The data:
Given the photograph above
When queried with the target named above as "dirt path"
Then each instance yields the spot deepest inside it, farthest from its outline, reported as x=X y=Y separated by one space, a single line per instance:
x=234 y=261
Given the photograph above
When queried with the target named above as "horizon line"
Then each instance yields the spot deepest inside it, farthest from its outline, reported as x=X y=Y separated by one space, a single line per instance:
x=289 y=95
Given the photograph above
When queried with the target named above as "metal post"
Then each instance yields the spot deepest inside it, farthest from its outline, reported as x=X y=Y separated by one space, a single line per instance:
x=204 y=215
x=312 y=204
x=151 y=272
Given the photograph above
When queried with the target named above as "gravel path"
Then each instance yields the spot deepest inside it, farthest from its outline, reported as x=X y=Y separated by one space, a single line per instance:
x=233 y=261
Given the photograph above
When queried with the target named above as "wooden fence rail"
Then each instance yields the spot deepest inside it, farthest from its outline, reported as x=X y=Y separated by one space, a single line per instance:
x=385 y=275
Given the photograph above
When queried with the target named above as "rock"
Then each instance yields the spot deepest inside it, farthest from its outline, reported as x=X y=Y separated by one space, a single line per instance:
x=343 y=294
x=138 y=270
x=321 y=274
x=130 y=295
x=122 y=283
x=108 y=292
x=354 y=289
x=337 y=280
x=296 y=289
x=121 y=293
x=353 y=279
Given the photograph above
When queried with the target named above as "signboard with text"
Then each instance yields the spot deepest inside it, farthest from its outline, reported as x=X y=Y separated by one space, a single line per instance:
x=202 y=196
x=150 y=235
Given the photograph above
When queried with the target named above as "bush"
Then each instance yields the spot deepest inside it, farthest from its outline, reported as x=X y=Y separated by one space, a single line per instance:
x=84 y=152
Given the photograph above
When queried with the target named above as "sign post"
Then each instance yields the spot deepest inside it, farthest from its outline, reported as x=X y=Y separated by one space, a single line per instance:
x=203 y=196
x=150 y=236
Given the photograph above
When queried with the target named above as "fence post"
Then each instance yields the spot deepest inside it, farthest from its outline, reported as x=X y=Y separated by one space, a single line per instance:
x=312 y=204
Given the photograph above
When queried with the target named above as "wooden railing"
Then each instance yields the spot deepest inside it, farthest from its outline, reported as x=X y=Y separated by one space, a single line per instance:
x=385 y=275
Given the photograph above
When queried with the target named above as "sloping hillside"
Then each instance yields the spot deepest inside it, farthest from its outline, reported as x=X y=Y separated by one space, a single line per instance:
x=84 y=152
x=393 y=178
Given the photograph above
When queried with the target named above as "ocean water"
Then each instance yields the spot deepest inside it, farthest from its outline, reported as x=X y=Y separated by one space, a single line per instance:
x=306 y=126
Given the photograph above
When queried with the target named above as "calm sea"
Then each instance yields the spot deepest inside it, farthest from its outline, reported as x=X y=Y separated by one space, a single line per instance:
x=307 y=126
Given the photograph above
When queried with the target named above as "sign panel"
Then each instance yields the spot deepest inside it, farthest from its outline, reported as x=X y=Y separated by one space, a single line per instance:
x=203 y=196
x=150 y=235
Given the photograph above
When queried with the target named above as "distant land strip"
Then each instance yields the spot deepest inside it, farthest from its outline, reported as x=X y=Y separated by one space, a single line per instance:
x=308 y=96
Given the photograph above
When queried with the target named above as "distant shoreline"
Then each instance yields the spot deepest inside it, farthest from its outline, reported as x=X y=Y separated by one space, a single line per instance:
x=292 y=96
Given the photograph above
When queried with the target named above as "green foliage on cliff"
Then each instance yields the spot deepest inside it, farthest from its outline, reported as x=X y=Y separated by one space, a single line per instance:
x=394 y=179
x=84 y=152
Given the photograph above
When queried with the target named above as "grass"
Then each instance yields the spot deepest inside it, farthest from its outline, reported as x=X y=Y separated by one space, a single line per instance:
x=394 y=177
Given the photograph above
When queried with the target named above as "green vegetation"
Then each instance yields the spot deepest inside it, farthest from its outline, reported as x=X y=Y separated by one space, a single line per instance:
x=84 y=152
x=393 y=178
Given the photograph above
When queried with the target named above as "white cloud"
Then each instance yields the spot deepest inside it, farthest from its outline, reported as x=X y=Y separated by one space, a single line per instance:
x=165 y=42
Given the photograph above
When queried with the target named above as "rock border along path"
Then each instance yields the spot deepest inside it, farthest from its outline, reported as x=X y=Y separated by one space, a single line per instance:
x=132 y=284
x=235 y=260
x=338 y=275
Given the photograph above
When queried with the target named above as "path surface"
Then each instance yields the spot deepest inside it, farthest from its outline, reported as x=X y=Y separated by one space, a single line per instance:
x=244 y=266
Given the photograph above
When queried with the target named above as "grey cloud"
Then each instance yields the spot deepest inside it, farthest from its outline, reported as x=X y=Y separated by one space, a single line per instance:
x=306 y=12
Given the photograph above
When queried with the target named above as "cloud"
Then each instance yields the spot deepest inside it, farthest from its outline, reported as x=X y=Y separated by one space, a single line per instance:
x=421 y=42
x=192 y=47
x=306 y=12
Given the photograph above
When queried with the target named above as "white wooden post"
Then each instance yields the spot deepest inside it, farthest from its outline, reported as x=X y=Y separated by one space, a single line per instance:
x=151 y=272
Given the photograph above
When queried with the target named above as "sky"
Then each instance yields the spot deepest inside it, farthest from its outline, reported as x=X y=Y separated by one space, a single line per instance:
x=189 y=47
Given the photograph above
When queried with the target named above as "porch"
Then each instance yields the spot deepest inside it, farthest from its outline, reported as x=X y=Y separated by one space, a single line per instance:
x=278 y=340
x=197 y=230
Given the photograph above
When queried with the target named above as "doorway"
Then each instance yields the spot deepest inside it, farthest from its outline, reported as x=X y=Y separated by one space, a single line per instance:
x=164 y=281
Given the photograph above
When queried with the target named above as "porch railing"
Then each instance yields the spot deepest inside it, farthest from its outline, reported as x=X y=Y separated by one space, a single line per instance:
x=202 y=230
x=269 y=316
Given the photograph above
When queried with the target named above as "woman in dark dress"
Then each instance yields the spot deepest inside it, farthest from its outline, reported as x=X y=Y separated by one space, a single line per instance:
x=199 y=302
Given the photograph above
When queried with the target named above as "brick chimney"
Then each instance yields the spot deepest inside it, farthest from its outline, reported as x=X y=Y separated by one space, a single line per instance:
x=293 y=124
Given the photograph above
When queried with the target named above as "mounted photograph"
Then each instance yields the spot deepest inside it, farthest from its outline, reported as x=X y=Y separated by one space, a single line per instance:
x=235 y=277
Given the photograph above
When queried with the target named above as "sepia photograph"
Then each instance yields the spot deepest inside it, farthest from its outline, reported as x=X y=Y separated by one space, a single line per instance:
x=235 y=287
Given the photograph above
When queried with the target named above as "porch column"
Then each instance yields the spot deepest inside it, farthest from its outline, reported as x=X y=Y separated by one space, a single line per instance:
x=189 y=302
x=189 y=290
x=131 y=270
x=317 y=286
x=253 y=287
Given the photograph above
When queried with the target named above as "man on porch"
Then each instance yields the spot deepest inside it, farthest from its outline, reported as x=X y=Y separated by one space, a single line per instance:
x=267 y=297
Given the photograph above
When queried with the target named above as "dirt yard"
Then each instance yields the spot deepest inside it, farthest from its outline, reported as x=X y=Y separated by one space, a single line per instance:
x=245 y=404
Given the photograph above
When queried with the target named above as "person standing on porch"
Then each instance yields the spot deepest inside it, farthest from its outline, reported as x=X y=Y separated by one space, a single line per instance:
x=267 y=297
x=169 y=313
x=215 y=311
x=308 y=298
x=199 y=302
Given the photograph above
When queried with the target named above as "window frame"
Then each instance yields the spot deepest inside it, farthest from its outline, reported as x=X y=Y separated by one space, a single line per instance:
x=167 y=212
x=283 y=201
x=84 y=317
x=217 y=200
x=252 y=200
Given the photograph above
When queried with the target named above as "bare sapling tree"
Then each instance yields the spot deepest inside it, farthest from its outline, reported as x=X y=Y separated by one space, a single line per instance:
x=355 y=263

What you need to do: Using the material above, gather every line that includes "fence".

Answer section:
When queried with the target named above as "wooden fence rail"
When queried with the target named above as "fence post"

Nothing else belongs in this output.